◆ **SET EXERCISE**
Name every person, other than the princess herself, whom the text about Princess Heungsu mentions by name.

◆ **TEXT**
━━━━━━━━━━━━━━━━━━━━

Princess Heungsu (Hangul: 흥수궁주 or 흥수공주, Hanja: 興壽宮主 or 興壽公主; d. 1123) was a Goryeo Royal Princess as the second daughter of King Sukjong and Queen Myeongui who later married her uncle's son–Wang Jeong the Count Seunghwa (승화백 왕정), and received "2,000 sik-eup" (식읍 2,000호) and "300 sik-sil" (식실 300호).

She firstly received her title and honor as a princess in 1102 (7th years reign of her father) and in 1105 (her eldest brother's ascension), she was given the "Sungdeok Palace" (숭덕궁, 崇德宮) as her own mansion. Six years later in 1111, Heungsu gave birth to her first son and upon hearing this, her eldest brother sent Gim Go (김고) on board to gave many gifts to her. According to the left records, she bore Wang Jeong two sons: Wang Jae (왕재) and Wang Gi (왕기). Meanwhile, the princess died in 1123 (ascension year of her nephew) and her husband died seven years after her in 1130.

━━━━━━━━━━━━━━━━━━━━

◆ **DATA**
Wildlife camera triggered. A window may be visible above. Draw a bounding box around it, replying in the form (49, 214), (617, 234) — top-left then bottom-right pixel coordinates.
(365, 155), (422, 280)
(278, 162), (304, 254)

━━━━━━━━━━━━━━━━━━━━

◆ **FULL OUTPUT**
King Sukjong, Queen Myeongui, Wang Jeong (the Count Seunghwa), Gim Go, Wang Jae, Wang Gi